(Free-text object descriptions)
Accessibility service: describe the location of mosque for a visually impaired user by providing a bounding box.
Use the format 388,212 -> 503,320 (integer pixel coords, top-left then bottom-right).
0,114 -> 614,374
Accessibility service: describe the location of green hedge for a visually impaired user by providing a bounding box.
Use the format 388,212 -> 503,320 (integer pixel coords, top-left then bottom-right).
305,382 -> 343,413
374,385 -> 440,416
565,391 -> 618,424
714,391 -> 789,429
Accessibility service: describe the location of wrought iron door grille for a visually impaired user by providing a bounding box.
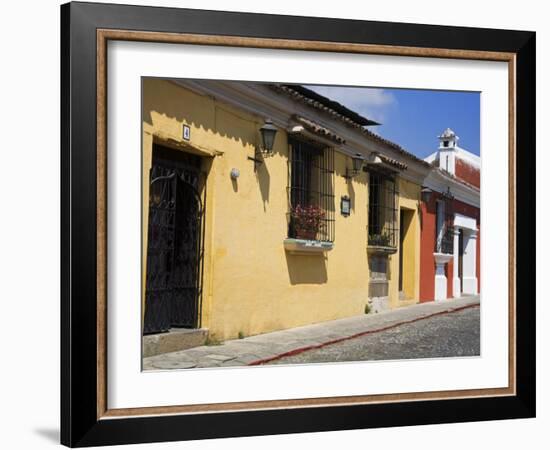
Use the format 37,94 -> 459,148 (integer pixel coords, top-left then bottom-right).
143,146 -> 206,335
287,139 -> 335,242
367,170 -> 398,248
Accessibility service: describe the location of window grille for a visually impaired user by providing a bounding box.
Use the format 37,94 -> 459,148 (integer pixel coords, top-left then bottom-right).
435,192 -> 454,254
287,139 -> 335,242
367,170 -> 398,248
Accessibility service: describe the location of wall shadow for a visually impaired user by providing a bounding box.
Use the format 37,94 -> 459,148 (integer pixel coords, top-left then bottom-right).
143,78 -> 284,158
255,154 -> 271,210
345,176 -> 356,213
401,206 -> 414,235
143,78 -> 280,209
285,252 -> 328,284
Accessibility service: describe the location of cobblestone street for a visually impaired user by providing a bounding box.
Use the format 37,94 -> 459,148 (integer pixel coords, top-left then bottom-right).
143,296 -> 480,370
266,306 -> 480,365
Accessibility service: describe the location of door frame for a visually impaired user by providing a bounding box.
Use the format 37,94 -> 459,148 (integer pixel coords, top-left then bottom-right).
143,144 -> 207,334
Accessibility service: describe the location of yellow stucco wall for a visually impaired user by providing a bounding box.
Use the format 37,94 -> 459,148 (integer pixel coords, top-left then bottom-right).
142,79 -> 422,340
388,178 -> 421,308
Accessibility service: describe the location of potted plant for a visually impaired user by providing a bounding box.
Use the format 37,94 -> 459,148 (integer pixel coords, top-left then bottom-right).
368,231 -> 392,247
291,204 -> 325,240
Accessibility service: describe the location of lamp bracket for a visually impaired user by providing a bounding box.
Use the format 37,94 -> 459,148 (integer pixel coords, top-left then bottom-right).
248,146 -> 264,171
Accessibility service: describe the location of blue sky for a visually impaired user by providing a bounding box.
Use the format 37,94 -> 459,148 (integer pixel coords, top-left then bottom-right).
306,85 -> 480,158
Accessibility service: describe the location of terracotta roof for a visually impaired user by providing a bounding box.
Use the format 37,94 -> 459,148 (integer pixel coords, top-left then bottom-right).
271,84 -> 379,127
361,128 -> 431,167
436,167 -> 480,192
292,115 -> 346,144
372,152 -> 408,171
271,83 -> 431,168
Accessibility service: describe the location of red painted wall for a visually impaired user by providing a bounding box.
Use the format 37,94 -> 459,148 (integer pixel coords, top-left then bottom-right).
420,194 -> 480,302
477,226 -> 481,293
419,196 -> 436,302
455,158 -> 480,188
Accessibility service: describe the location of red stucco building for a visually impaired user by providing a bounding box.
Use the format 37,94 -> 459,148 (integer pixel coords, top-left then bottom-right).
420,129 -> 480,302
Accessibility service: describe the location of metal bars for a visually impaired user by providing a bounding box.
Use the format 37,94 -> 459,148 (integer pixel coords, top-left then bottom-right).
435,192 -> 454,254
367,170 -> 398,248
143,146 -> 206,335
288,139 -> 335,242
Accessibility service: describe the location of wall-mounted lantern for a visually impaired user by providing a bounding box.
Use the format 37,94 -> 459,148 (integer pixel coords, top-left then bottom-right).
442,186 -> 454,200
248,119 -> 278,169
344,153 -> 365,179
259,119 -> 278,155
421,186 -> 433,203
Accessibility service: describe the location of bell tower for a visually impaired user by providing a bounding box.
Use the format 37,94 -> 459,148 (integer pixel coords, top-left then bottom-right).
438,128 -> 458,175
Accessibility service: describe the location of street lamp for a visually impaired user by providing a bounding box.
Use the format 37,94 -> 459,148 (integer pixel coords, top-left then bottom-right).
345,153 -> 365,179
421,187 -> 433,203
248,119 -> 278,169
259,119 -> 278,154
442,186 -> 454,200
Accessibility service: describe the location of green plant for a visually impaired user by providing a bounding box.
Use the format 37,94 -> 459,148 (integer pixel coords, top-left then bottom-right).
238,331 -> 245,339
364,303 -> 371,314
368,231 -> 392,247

The problem:
What is needed is an exact copy of every record above, minus the images.

Task solution:
Accessibility service: describe the location of mosque for a visually impaired user by providing a bounding box.
Use the format 388,212 -> 503,320 (integer pixel coords, top-left then bottom-right).
0,114 -> 614,374
Accessibility service: describe the location of green hedge for a visually impaired user by providing a bounding box.
Use the format 388,212 -> 503,320 (integer pixel coords, top-left then bottom-right).
305,382 -> 343,413
374,385 -> 440,416
565,391 -> 618,424
714,391 -> 789,429
Accessibility service: describe the location of wrought iron door grille for a visually impaired user by providing a bounding box.
Use the format 37,94 -> 459,148 (integer pixel coords, top-left then bottom-right).
143,146 -> 206,335
287,139 -> 335,242
367,170 -> 398,248
Accessibility service: describe the location of window grille for a visually impaired user by providing a bounding box.
Use the format 37,94 -> 459,148 (integer pixel coords, top-left then bottom-right).
435,192 -> 454,254
287,139 -> 335,242
367,170 -> 398,248
Accessibility service: describe the location of wall shadow for a visually impaired user by providing a bounding box.
Use the format 37,94 -> 459,148 (integer pixel coords, top-left then bottom-right).
143,78 -> 284,158
255,154 -> 271,210
345,176 -> 356,213
401,206 -> 414,235
143,78 -> 280,209
285,252 -> 328,284
Accessibility service: describe the location of cobblestone street for a visually impaired user by providing a bounding box.
Use the format 37,94 -> 459,148 (integer pixel coords, top-left then bottom-right).
143,296 -> 480,370
266,306 -> 480,365
Accessibility service: describe the location of door frame for a visually impaired user by providing a bounding box.
Use the format 37,94 -> 459,148 (integer pixel coords, top-left then bottom-right).
143,144 -> 207,334
Accessibility service: describe the location of yellow stucco wall for a visually impaired user by providing a bounding box.
Use the format 37,94 -> 459,148 (integer pixel coords, top-left then bottom-right).
142,79 -> 422,340
388,178 -> 421,308
Accessibility service: describe the location of potted plant for a visually impaired user by providing a bounding box.
Use the format 37,94 -> 459,148 (integer pixel coords, top-left then bottom-right).
368,231 -> 392,247
291,204 -> 325,240
Accessibility service: describe the location of lamp bracket for a visually impaired user by providing a bounding box.
Use the format 37,94 -> 459,148 (integer pixel coords, top-left then bottom-right).
248,146 -> 264,171
Accessibility service: describe the location of blue sky for a visually impaired user by providing a bounding box.
Use the format 37,94 -> 459,148 (integer pixel coords, top-left then bottom-right).
306,85 -> 480,158
Accessibility service: describe the location of terracotta roof for a visually impaired user by providing a bounding box.
Use the format 37,94 -> 459,148 (integer pixel coords, top-left then bottom-right).
271,84 -> 379,127
361,128 -> 431,167
436,167 -> 480,192
292,115 -> 346,144
372,152 -> 408,171
271,83 -> 431,168
Accessibility service: describe the location of red painted wall for a visually impaired user by providing a bounding box.
Use the format 37,94 -> 459,148 (integer pixel coords, top-left then bottom-right).
420,194 -> 480,302
477,226 -> 481,293
419,196 -> 436,302
455,158 -> 480,188
Accessibility service: describe the location of red stucco building for a visually impaired user by providing a bounding box.
Use the format 37,94 -> 459,148 (integer pixel coords, top-left then bottom-right).
420,129 -> 480,302
Accessibility service: describe the location of metal bars for a visually impaired user by providing a bounding box.
Use the format 37,94 -> 459,148 (integer pixel coords, top-left then bottom-right).
435,192 -> 454,254
367,170 -> 398,248
143,146 -> 206,335
288,139 -> 335,242
Accessibility service: describe the location of wall-mounted lantern for a visually impaired user by providing a bounding box.
Use the format 37,94 -> 459,148 (integer pixel coords, top-left then bottom-right).
442,186 -> 454,200
248,119 -> 278,169
344,153 -> 365,179
259,119 -> 278,155
421,186 -> 433,203
Accessibility service: describe the location of bell tower for a visually impaired user by providing a bounding box.
Use the format 37,94 -> 459,148 (integer pixel coords, top-left then bottom-right).
438,128 -> 458,175
Accessibility service: describe the location of street lamp for a visually impaired user by providing a bounding box.
Use the format 37,94 -> 459,148 (integer pixel coords, top-left then bottom-right).
345,153 -> 365,179
421,187 -> 433,203
248,119 -> 278,169
259,119 -> 278,154
442,186 -> 454,200
Accessibility service: describe the location of green plant for a visually impaired user by providing a bounding box.
Use the format 37,94 -> 459,148 (integer pixel coords, top-left then bottom-right).
238,331 -> 245,339
364,303 -> 371,314
368,231 -> 392,247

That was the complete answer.